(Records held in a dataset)
↓↓↓

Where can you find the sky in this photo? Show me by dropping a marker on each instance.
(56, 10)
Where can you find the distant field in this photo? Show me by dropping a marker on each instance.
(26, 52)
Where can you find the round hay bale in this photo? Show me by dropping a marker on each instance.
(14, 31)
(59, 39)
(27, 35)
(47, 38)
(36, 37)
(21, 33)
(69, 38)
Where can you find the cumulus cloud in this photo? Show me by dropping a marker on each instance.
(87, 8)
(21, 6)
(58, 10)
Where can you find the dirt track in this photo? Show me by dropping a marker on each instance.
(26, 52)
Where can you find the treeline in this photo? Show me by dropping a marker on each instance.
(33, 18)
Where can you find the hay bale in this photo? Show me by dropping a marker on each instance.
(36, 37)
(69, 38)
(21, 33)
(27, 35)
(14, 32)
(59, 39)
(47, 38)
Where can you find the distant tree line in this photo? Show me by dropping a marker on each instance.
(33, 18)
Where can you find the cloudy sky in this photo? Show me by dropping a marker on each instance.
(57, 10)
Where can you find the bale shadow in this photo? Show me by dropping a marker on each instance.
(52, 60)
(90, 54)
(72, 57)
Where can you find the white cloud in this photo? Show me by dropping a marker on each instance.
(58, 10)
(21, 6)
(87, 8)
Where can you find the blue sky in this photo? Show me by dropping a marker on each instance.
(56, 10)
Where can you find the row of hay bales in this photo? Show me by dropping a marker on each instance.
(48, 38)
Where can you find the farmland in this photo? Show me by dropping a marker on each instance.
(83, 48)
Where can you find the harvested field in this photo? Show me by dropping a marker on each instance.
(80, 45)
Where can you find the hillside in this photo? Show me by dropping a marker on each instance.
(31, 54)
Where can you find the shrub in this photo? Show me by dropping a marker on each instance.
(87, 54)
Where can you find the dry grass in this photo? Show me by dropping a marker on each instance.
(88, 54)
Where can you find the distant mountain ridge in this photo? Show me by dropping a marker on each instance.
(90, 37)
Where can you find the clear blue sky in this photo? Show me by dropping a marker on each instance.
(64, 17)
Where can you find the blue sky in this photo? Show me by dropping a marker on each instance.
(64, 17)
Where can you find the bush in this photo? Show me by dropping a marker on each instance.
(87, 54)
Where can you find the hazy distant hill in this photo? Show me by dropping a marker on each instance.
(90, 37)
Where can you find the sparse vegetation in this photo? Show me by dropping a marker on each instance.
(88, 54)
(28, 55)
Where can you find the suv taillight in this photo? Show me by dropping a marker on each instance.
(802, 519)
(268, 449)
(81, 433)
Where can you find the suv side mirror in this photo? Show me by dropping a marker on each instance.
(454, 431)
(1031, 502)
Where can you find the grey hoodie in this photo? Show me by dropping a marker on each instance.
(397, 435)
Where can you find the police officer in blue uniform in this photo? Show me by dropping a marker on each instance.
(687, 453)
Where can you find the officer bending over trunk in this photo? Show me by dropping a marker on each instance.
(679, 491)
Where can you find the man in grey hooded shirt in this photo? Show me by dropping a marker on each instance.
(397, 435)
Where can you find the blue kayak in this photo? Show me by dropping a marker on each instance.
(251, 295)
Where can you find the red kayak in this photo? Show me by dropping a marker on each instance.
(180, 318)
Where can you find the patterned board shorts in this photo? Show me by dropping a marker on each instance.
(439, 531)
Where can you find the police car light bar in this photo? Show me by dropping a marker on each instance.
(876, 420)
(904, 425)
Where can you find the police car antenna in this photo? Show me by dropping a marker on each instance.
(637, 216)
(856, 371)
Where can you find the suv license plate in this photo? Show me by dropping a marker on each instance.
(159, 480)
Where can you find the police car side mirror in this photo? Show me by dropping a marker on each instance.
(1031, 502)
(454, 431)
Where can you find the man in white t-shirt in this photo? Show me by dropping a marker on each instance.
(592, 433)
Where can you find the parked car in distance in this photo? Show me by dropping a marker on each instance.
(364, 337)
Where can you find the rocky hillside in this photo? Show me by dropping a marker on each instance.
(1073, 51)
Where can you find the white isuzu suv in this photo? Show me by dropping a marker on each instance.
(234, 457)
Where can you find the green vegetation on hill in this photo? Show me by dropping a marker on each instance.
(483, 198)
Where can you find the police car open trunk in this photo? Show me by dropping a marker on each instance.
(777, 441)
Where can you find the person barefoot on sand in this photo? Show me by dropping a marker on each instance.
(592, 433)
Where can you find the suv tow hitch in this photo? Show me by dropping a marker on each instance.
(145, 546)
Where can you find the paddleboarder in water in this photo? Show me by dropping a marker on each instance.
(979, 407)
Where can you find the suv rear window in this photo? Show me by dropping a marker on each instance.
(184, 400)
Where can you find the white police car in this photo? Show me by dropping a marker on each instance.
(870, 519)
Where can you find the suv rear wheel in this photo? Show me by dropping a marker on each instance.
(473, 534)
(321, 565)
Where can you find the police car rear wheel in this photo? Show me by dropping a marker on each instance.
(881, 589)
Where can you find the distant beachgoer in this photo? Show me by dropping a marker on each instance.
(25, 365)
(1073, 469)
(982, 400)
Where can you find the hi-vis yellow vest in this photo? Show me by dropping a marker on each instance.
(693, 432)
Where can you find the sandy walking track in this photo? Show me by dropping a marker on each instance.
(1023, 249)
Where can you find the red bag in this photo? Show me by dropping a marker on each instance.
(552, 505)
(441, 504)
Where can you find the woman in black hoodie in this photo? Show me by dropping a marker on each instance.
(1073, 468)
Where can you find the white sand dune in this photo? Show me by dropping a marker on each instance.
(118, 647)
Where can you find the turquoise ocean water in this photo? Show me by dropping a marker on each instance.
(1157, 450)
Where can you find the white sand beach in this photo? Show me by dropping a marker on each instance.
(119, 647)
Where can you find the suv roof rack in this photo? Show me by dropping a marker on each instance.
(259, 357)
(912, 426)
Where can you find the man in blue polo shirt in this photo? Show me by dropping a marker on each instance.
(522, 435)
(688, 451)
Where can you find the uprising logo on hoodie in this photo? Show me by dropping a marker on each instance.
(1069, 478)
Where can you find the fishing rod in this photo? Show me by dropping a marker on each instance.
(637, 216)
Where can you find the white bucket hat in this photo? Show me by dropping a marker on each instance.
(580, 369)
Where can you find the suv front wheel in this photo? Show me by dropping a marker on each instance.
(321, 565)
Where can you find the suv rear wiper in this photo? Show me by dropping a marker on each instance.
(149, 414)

↑↑↑
↓↓↓

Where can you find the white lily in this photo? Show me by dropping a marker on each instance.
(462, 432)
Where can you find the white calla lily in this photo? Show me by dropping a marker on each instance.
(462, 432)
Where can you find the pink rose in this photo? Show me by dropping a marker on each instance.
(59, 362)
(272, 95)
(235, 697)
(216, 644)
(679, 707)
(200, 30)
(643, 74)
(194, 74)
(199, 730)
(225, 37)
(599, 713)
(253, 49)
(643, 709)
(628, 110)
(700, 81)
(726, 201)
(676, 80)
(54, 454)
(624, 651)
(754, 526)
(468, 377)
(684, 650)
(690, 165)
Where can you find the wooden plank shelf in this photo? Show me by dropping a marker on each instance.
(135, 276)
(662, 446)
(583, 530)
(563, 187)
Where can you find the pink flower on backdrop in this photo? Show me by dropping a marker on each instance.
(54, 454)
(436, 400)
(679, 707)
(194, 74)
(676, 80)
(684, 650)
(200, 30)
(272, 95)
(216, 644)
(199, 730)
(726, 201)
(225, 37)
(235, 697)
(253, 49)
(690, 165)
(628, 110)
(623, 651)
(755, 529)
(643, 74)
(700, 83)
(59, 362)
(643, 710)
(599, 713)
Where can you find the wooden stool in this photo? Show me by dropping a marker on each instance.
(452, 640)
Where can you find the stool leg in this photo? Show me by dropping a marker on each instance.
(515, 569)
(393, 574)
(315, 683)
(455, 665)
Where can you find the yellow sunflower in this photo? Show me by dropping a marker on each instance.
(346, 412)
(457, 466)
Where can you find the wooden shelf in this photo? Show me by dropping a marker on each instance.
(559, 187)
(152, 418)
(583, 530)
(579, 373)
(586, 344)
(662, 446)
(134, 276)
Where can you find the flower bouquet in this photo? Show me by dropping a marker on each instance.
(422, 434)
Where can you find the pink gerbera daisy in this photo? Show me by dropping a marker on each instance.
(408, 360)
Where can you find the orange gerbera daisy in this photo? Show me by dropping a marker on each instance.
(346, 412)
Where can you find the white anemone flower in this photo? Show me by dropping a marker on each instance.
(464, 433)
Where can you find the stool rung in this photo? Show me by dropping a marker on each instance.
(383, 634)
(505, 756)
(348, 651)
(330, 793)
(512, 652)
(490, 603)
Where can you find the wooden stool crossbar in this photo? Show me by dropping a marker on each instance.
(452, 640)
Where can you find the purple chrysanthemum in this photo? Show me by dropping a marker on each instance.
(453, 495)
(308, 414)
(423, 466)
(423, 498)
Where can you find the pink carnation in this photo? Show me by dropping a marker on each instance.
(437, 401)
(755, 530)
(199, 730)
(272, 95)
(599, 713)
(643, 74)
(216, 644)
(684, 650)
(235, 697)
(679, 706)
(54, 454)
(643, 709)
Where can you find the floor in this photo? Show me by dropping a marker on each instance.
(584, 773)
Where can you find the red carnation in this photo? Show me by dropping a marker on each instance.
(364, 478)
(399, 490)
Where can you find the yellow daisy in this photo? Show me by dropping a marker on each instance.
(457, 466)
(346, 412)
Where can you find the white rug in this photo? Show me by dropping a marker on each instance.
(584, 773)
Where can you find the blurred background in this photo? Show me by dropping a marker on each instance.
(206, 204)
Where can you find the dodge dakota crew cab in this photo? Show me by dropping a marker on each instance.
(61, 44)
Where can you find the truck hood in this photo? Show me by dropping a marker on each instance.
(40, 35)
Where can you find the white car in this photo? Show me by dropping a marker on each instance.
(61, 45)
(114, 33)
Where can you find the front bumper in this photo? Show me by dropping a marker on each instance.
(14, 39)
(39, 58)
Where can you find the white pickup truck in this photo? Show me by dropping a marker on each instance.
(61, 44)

↑↑↑

*What you have to do*
Please find each line above that contains the word "hillside" and copy it out. Case counts.

*Output for this exercise*
Where can you find the hillside in this photo? Show me by dropping a marker on each instance.
Where can you find the rocky hillside in this photo? Show me by dropping a marker on each instance.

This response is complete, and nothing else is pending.